* EXTRAIT:
----

Carte de St. John's, 1784
Carte de St. John's, 1784
Cette carte montre l'emplacement du fort Townshend (à gauche) et du fort William (en haut à droite).
Avec la permission de la Division des archives et collections spéciales (Coll. 193.12.04.070), bibliothèque Queen Elizabeth II, Memorial University of Newfoundland, St. John's, T.-N.-L.

La mission première des forts est la défense de la ville (ou du moins la possibilité de mettre en lieu sûr ses citoyens lors d'attaques). Toutefois, la garnison est également associée à la vie socio-économique de St. John's. Les soldats y sont postés à l'année, et malgré leur nombre réduit (entre 150 et 400 environ), ils représentent un bon pourcentage des résidents permanents. Leur contribution à l'économie locale n'est pas à dédaigner. Ils distribuent des vivres en périodes difficiles et portent secours en cas de désastre. Ces interventions se révèlent parfois nécessaires, car malgré la nomination d'un gouverneur en 1729, la ville ne peut compter sur des instances administratives permanentes et prêtes à prendre des décisions urgentes.

----

* DONNÉES FOURNIES:
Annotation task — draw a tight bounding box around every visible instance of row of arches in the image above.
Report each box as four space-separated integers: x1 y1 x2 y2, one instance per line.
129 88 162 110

----

* EXERCICES À RÉALISER:
1 > D'après l'extrait, quelles sont les institutions ou divisions nommées dans la mention de permission qui accompagne la carte ? Donnez-les toutes.
2 > Dans l'extrait, recopiez le passage qui commence par « Avec la permission » et va jusqu'à « St. John's, T.-N.-L. ».

* CORRIGÉ:
1 >
Division des archives et collections spéciales
bibliothèque Queen Elizabeth II
Memorial University of Newfoundland

2 >
Avec la permission de la Division des archives et collections spéciales (Coll. 193.12.04.070), bibliothèque Queen Elizabeth II, Memorial University of Newfoundland, St. John's, T.-N.-L.